Task goal:
Return every one of the records below verbatim, leaving out the pictures.

*** The data ***

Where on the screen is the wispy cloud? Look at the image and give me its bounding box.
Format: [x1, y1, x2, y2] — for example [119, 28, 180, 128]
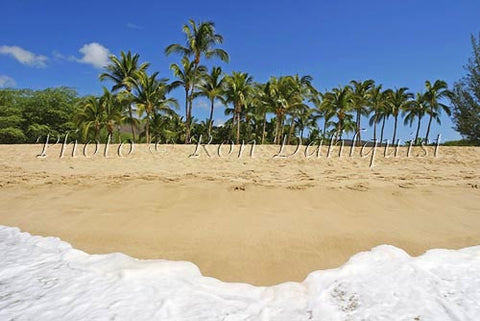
[75, 42, 110, 68]
[0, 75, 17, 88]
[0, 46, 48, 68]
[127, 22, 143, 30]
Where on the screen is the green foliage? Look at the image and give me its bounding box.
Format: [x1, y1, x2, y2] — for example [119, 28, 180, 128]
[0, 87, 78, 143]
[452, 34, 480, 144]
[0, 127, 27, 144]
[441, 139, 480, 146]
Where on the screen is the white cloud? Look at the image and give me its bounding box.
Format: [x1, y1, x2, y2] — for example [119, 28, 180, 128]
[0, 46, 47, 68]
[0, 75, 17, 88]
[77, 42, 110, 68]
[127, 22, 143, 30]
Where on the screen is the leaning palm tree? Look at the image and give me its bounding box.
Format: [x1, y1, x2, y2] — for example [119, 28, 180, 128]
[127, 71, 177, 144]
[165, 19, 229, 141]
[224, 71, 253, 144]
[350, 79, 375, 146]
[99, 51, 150, 141]
[74, 96, 105, 141]
[324, 86, 352, 140]
[197, 67, 225, 136]
[254, 82, 275, 144]
[388, 87, 413, 144]
[99, 87, 125, 138]
[369, 85, 390, 143]
[170, 56, 207, 143]
[404, 93, 428, 144]
[425, 80, 453, 144]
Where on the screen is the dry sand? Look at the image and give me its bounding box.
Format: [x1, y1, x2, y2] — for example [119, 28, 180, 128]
[0, 145, 480, 285]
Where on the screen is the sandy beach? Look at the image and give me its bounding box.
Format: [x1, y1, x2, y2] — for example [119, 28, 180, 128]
[0, 144, 480, 285]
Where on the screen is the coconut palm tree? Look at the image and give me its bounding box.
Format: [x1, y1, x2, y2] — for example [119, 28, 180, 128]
[404, 93, 428, 144]
[197, 67, 225, 136]
[350, 79, 375, 146]
[99, 87, 125, 138]
[282, 75, 315, 144]
[324, 86, 354, 140]
[99, 51, 150, 141]
[127, 71, 178, 143]
[387, 87, 413, 144]
[170, 56, 207, 143]
[224, 71, 253, 144]
[425, 80, 453, 144]
[165, 19, 229, 139]
[369, 85, 390, 143]
[75, 96, 105, 140]
[254, 82, 276, 144]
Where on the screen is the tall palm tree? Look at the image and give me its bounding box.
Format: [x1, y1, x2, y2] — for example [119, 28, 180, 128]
[404, 93, 428, 144]
[99, 87, 125, 138]
[198, 67, 225, 136]
[254, 81, 275, 144]
[224, 71, 253, 144]
[170, 56, 207, 143]
[75, 96, 105, 140]
[99, 51, 150, 141]
[369, 85, 389, 143]
[284, 75, 315, 144]
[425, 80, 453, 144]
[350, 79, 375, 146]
[324, 86, 353, 140]
[388, 87, 413, 144]
[127, 71, 177, 143]
[165, 19, 229, 139]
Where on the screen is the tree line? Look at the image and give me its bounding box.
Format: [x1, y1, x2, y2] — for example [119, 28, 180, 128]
[0, 20, 480, 144]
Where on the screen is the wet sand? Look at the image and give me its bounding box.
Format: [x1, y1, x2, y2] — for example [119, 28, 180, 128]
[0, 145, 480, 285]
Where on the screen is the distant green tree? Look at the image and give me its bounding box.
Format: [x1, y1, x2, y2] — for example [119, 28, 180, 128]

***

Answer for this exercise:
Where on the screen is the wispy cloud? Look at the image and give me its bounding box.
Format: [x1, y1, x2, y2] — for example [119, 28, 180, 128]
[75, 42, 110, 68]
[0, 75, 17, 88]
[0, 46, 48, 68]
[127, 22, 143, 30]
Where on the screen is the green foliage? Look at the image and give me its bounding box.
Format: [x1, y1, x2, y2] — for example [119, 28, 180, 128]
[0, 87, 78, 143]
[452, 34, 480, 144]
[0, 127, 27, 144]
[441, 139, 480, 146]
Where on the screen is the white cloud? Look at the image and give me its bounding box.
Format: [x1, y1, x2, y2] — for example [119, 28, 180, 128]
[0, 46, 47, 68]
[0, 75, 17, 88]
[77, 42, 110, 68]
[127, 22, 143, 30]
Where on the screen is the leaning palm tree? Look at the image and give me its bounding box.
Format: [x1, y1, x2, y2] — for example [119, 28, 180, 128]
[127, 71, 177, 144]
[165, 19, 229, 141]
[224, 71, 253, 144]
[350, 79, 375, 146]
[99, 51, 150, 141]
[74, 96, 105, 141]
[324, 86, 352, 140]
[197, 67, 225, 136]
[254, 82, 275, 144]
[388, 87, 413, 144]
[99, 87, 125, 138]
[369, 85, 390, 143]
[170, 56, 207, 143]
[404, 93, 428, 144]
[425, 80, 453, 144]
Where on the screen is the dry sand? Look at the image and give me its bounding box.
Format: [x1, y1, x2, y2] — for example [119, 28, 180, 128]
[0, 145, 480, 285]
Where on the screen is the sandy beach? Look at the image and give me its bounding box.
Format: [x1, y1, x2, y2] — for example [119, 28, 180, 128]
[0, 144, 480, 285]
Where on the screen is the coconut palm tree? Look at the image and give me its bounding box.
Format: [x1, y1, x2, y2] — for example [119, 28, 180, 128]
[404, 93, 428, 144]
[197, 67, 225, 136]
[350, 79, 375, 146]
[99, 87, 125, 138]
[282, 75, 315, 144]
[324, 86, 354, 140]
[99, 51, 150, 141]
[127, 71, 178, 143]
[387, 87, 413, 144]
[170, 56, 207, 143]
[224, 71, 253, 144]
[425, 80, 453, 144]
[165, 19, 229, 139]
[369, 85, 390, 143]
[75, 96, 105, 140]
[254, 82, 276, 144]
Where on the screen is the tall palm tree? Look at the image and give me its bounding box.
Format: [x1, y1, x2, y2] — for example [119, 28, 180, 128]
[404, 93, 428, 144]
[99, 87, 125, 138]
[198, 67, 225, 136]
[254, 81, 275, 144]
[224, 71, 253, 144]
[170, 56, 207, 143]
[75, 96, 105, 140]
[99, 51, 150, 141]
[369, 85, 389, 143]
[284, 75, 315, 144]
[425, 80, 453, 144]
[350, 79, 375, 146]
[324, 86, 353, 140]
[388, 87, 413, 144]
[127, 71, 177, 143]
[165, 19, 229, 139]
Where on the screen is the tree line? Look at the image and give me its bounding box.
Format: [x1, y1, x2, y2] — for example [119, 28, 180, 128]
[0, 20, 480, 144]
Where on the screen is the wet sand? Look at the image and give me its bounding box.
Format: [x1, y1, x2, y2] — for example [119, 28, 180, 128]
[0, 145, 480, 285]
Where on the screen is the distant green tree? Look at the image and give me its bounding box.
Format: [x1, y1, x2, y2] — for example [119, 28, 180, 128]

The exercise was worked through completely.